▶ TASK TO COMPLETE
Your copy should repeat the data that follows exactly and contain no image.
----- INFORMATION SUPPLIED
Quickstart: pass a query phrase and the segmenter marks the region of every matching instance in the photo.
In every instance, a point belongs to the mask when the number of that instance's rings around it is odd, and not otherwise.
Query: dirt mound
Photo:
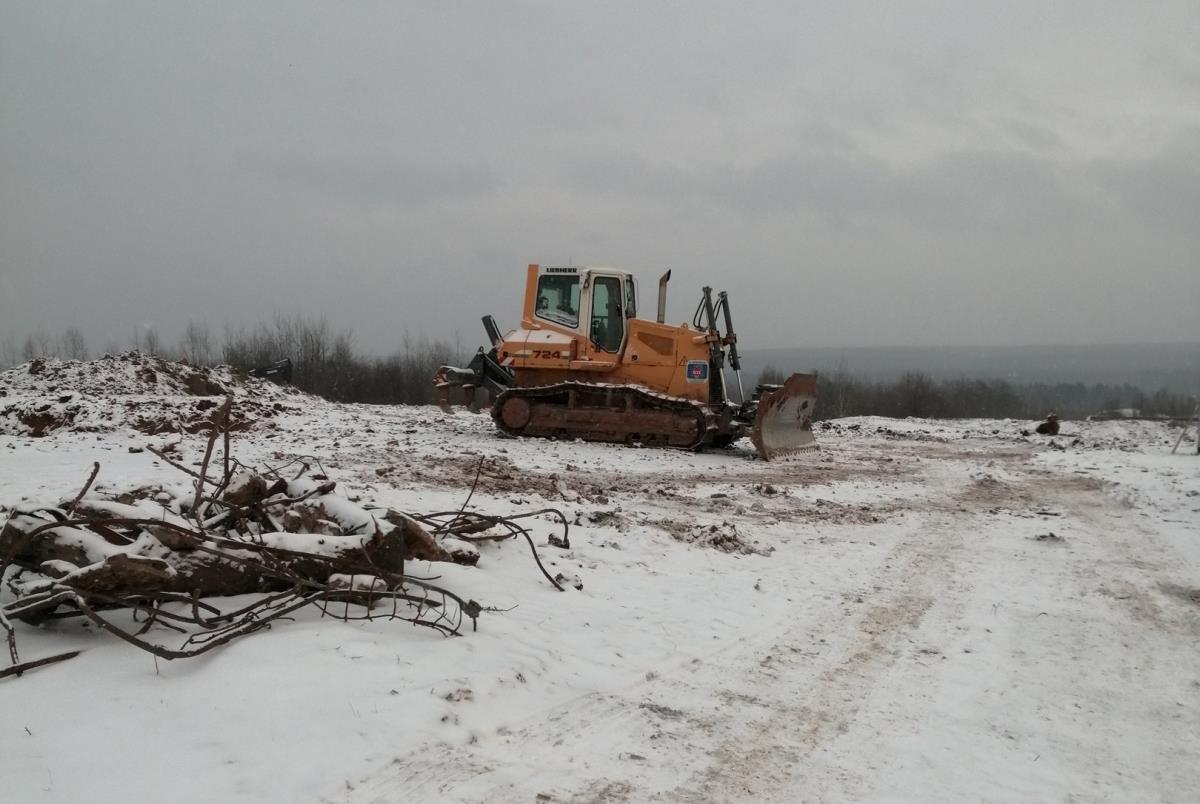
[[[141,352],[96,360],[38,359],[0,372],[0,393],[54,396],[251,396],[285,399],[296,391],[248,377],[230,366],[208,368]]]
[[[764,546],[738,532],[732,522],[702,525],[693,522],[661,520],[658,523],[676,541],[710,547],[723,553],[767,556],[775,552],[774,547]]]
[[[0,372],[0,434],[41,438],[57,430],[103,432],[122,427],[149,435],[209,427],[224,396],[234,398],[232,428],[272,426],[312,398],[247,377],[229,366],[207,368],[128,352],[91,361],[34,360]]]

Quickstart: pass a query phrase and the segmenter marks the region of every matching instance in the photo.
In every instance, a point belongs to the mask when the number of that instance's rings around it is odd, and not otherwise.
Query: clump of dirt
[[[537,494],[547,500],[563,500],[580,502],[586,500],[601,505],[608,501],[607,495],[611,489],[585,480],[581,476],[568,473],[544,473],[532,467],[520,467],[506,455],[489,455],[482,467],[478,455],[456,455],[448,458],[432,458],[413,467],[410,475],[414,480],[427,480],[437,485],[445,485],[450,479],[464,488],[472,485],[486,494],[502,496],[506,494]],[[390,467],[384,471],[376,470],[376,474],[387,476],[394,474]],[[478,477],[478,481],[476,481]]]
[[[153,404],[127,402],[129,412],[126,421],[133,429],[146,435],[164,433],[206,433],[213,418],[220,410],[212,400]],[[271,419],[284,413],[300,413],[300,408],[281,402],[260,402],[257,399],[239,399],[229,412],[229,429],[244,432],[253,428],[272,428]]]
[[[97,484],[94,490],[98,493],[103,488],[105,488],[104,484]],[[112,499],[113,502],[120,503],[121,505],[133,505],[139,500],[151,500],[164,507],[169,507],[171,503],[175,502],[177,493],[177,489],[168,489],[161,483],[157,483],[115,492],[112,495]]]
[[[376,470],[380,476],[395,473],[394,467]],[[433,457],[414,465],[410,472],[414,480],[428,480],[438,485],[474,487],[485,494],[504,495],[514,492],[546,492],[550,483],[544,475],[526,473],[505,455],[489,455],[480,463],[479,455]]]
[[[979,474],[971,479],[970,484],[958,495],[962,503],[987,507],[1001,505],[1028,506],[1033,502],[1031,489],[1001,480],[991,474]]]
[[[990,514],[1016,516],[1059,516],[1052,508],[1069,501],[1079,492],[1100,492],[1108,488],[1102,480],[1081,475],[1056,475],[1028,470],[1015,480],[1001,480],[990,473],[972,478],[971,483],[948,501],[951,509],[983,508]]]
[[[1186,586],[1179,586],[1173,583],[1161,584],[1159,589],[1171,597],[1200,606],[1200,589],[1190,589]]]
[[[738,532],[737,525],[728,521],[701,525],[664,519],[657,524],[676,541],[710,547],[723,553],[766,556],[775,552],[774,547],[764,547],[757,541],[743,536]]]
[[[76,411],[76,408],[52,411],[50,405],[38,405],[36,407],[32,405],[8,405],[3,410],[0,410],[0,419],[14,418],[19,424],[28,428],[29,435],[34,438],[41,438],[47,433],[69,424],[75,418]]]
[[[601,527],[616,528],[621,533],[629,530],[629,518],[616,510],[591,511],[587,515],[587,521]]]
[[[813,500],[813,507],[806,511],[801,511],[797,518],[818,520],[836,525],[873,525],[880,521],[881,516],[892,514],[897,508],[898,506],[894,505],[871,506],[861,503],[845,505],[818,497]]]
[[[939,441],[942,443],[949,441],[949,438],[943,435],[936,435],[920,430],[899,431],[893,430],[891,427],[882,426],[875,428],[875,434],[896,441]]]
----------
▶ EXERCISE OUTPUT
Quickstart: pass a query phrase and the segmenter marks the region of every matching instance in the photo.
In every instance, a point belongs to the mask when the number of that instance's rings around it is odd, and not otherwise.
Query: dirt mound
Photo:
[[[141,352],[96,360],[38,359],[0,372],[0,393],[54,396],[251,396],[285,399],[296,391],[248,377],[230,366],[208,368]]]
[[[764,546],[738,532],[732,522],[702,525],[693,522],[661,520],[658,523],[676,541],[710,547],[723,553],[767,556],[775,552],[774,547]]]
[[[0,372],[0,434],[41,438],[57,430],[103,432],[122,427],[149,435],[209,427],[224,396],[234,398],[232,428],[272,426],[312,398],[247,377],[229,366],[207,368],[128,352],[91,361],[34,360]]]

Quickstart: pass a query phrase and the segmenter marks the region of every matching instance in the photo.
In every instance, a point belongs to the mask when the number of that instance's rings around it is odd, and not otherwise.
Query: clump of dirt
[[[537,494],[547,500],[563,500],[580,502],[586,500],[601,505],[608,501],[607,495],[611,489],[585,480],[581,476],[568,473],[544,473],[532,467],[520,467],[506,455],[489,455],[482,467],[478,455],[456,455],[448,458],[432,458],[413,467],[410,475],[414,480],[427,480],[437,485],[445,485],[450,479],[464,488],[472,485],[486,494],[502,496],[506,494]],[[390,467],[384,471],[376,470],[376,474],[387,476],[394,474]],[[478,477],[478,481],[476,481]]]
[[[153,404],[127,402],[129,412],[126,421],[133,429],[146,435],[164,433],[206,433],[213,418],[220,410],[212,400]],[[271,419],[284,413],[300,413],[300,408],[281,402],[260,402],[257,399],[239,399],[229,412],[229,429],[244,432],[253,428],[272,428]]]
[[[97,484],[94,490],[98,493],[103,488],[105,488],[104,484]],[[112,499],[113,502],[120,503],[121,505],[133,505],[139,500],[151,500],[164,507],[169,507],[171,503],[175,502],[177,493],[177,489],[168,489],[161,483],[157,483],[115,492],[112,495]]]
[[[376,470],[380,476],[395,473],[394,467]],[[433,457],[414,465],[410,472],[414,480],[428,480],[438,485],[474,487],[485,494],[504,495],[514,492],[546,492],[550,483],[544,475],[526,473],[505,455],[489,455],[480,463],[479,455]]]
[[[979,474],[971,479],[970,484],[958,495],[962,503],[987,507],[1001,505],[1028,506],[1033,502],[1031,489],[1001,480],[991,474]]]
[[[990,514],[1016,516],[1059,516],[1052,508],[1069,501],[1079,492],[1100,492],[1108,488],[1102,480],[1081,475],[1056,475],[1028,470],[1015,480],[1001,480],[990,473],[972,478],[971,483],[948,501],[951,509],[983,508]]]
[[[1186,586],[1179,586],[1173,583],[1161,584],[1159,589],[1171,597],[1200,606],[1200,589],[1190,589]]]
[[[738,532],[737,525],[728,521],[701,525],[664,519],[657,524],[676,541],[710,547],[723,553],[766,556],[775,552],[774,547],[764,547],[757,541],[743,536]]]
[[[76,411],[76,408],[52,411],[50,405],[38,405],[36,407],[32,405],[8,405],[3,410],[0,410],[0,419],[14,418],[19,424],[28,428],[29,435],[34,438],[41,438],[47,433],[69,424],[75,418]]]
[[[601,527],[616,528],[621,533],[629,530],[629,518],[616,510],[591,511],[587,515],[587,521]]]
[[[813,500],[813,507],[806,511],[801,511],[797,518],[818,520],[836,525],[873,525],[880,521],[881,516],[892,514],[897,508],[898,506],[894,505],[871,506],[861,503],[845,505],[818,497]]]
[[[939,441],[942,443],[949,441],[949,438],[943,435],[936,435],[920,430],[899,431],[893,430],[891,427],[882,426],[875,428],[875,434],[896,441]]]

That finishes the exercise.